# [Passage for review]
>>>>

Impact of COVID-19 on Poverty in the United Kingdom
Like other countries around the world, the impact of COVID-19 on poverty in the U.K. was substantial. The country witnessed its largest drop in GDP ever recorded during the second quarter of 2020 at a decrease of 20.4%. Comparatively, it was not quite as severe as the 31.7% drop in U.S. GDP during the same quarter, yet still larger than the 7.3% decline in GDP that occurred in India.

COVID-19 Response

The implementation of lockdowns essentially brought the economy to a halt. This means both less production and less consumption as citizens’ livelihoods suddenly changed. As a countermeasure to the subsequent decrease in GDP, the U.K. government was very liberal in its financial aid toward its citizens, corporations and national health care. Financial aid programs that the government implemented aimed to protect businesses and workers in hopes of avoiding massive closures and unemployment. These programs were especially important to keep those in lower-income brackets afloat financially as citizens relied heavily on work to support themselves and their families. A core strategy of the U.K. government was to focus aid allocation toward businesses so they could continue to support their employees who were reliant on work in an effort to reduce the impact of COVID-19 on poverty in the U.K. as much as possible.

Rising Inflation and Increased Interest Rates

These programs helped ease the economic burden on its population, yet now the government must come to terms with rising inflation as a result of increased borrowing and reduced interest rates. The Bank of England reduced interest rates to 0.1% at the beginning of the pandemic to increase borrowing ability. At the end of 2021, The Bank of England finally raised interest rates once again and has steadily increased the rates in the months since.

Tackling inflation is now the primary focus of the U.K. The British pound has followed the trend of other global reserve currencies with a steep increase in inflation. Like the U.S. dollar, the British pound has severely devalued after the decreasing of interest rates by the Bank of England as a response to the unprecedented economic constraints that the COVID-19 pandemic caused. Differently, though, the U.K. government was much more proactive in its raising of interest rates compared to the U.S. government which only in April 2022 implemented rate hikes for the first time since the outbreak of the pandemic in April 2022.

<<<<

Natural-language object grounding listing
>>>>

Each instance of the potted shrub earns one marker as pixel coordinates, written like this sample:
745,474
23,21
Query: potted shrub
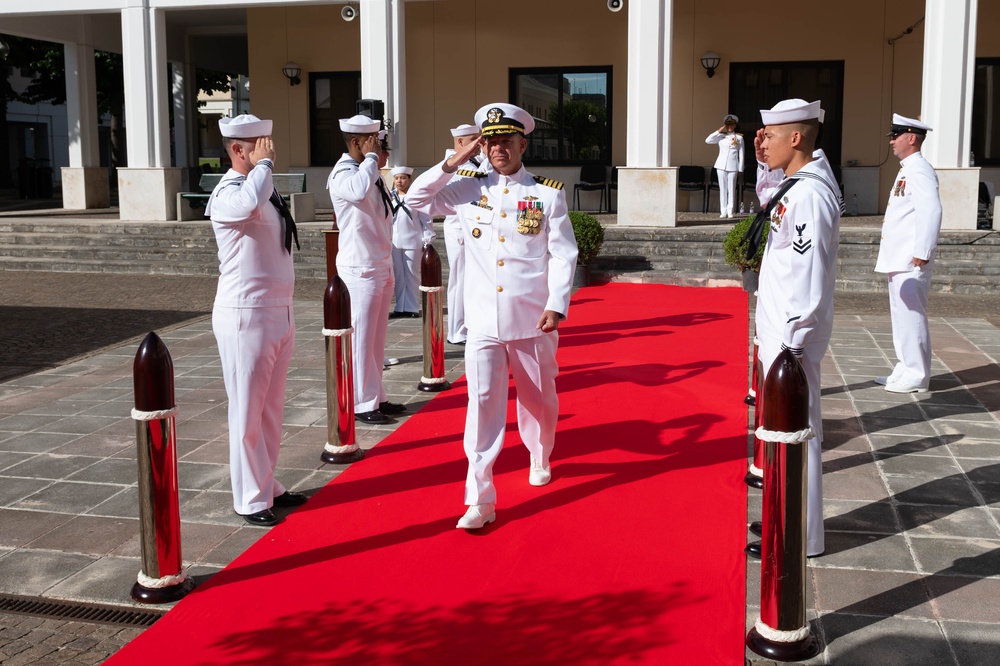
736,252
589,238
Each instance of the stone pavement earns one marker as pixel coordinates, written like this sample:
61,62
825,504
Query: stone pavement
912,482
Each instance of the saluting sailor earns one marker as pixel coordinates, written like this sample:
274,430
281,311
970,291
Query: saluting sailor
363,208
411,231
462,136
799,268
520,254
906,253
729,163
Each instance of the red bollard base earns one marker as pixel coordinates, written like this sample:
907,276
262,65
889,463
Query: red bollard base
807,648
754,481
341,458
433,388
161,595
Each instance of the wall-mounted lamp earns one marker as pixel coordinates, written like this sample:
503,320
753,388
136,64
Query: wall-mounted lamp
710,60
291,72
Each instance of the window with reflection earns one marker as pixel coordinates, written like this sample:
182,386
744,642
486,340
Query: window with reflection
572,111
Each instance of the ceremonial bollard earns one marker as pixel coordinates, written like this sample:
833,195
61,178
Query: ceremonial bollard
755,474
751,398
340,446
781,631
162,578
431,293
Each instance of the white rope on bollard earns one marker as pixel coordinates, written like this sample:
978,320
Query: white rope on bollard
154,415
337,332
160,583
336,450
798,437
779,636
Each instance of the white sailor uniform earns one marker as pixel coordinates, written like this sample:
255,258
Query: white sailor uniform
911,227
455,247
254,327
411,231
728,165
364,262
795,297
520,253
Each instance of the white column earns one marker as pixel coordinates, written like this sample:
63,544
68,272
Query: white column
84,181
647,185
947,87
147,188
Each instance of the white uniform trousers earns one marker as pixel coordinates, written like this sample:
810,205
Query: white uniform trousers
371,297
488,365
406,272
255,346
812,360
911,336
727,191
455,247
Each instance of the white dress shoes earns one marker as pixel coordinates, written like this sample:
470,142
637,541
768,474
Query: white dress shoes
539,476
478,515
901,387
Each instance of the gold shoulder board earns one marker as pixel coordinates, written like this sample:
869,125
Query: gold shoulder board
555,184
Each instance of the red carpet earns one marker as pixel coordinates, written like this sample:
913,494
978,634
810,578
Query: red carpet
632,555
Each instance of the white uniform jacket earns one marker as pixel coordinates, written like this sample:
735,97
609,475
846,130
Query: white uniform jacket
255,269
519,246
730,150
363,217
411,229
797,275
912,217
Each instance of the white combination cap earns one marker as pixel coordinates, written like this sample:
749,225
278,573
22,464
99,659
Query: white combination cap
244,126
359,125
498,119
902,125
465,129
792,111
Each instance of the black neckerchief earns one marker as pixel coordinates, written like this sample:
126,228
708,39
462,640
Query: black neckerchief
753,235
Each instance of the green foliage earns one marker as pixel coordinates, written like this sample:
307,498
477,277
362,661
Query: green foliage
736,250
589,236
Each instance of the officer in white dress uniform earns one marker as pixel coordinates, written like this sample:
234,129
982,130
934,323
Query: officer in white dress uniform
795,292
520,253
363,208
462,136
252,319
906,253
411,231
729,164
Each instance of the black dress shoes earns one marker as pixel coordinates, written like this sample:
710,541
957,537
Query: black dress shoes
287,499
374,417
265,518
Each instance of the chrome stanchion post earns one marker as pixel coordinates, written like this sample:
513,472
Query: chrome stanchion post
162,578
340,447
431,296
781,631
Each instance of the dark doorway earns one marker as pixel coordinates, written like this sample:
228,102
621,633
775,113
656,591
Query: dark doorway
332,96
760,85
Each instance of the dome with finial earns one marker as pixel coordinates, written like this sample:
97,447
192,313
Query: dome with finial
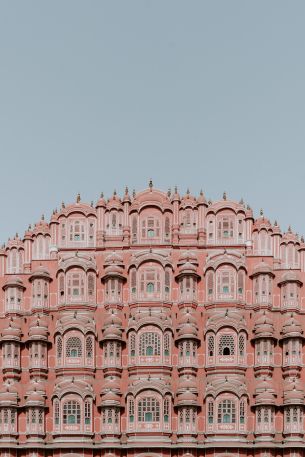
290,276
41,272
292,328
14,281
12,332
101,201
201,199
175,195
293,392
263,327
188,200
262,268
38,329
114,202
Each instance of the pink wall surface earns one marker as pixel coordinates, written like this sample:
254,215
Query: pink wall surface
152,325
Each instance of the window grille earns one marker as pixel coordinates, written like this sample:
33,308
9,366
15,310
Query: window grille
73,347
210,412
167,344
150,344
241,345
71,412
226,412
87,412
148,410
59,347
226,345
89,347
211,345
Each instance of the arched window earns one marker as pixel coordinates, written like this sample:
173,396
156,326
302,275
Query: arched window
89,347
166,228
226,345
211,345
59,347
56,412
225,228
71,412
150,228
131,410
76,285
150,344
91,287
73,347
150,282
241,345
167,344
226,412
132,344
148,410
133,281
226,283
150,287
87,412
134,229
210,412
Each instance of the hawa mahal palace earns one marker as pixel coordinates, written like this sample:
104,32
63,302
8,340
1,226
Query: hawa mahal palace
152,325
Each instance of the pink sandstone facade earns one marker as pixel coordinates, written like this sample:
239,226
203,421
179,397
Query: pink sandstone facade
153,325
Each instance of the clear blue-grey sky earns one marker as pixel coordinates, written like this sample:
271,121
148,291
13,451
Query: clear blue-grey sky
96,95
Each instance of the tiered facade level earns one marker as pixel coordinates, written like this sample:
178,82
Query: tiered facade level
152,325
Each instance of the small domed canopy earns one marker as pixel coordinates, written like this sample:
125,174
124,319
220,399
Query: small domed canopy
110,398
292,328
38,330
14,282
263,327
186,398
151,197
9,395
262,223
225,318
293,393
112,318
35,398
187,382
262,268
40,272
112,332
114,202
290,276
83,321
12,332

<<<<

# [Things to do]
(a) In the passage on COVID-19 and poverty in the U.K., what level did the Bank of England lower interest rates to at the start of the pandemic?
(b) Extend the passage on COVID-19 and poverty in the U.K. past its last sentence.

# [Answers for the tasks]
(a) 0.1%

(b)
Current State of Poverty in the UK

According to the Parliament’s Commons Library, as of 2021 approximately one in five people in the U.K. are in the relative low-income bracket after accounting for housing costs. This proportion has remained relatively steady pre-pandemic up until now, yet it could increase in the coming years.

During August 2021 which was the first month without comprehensive COVID-19 restrictions in the U.K., its economy saw an increase in GDP of 0.4%. This is substantial yet still not large enough to suggest a comeback/recovery. Perhaps the most noticeable impact of COVID-19 on poverty in the U.K. has been in the cost of living. Ninety-one percent of U.K. adults surveyed in April 2022 noted there has been a noticeable increase in the cost of living within the country. This increase has taken place predominantly across the food and energy sectors. In addition to inflation, this increase in the cost of living can also be due to supply constraints that have been a consequence of the war in Ukraine.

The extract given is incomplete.